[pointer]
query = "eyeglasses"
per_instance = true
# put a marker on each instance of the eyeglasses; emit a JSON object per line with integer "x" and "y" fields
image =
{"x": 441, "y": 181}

[What to do]:
Look through the records and count each line that holds "eyeglasses". Write only the total.

[Answer below]:
2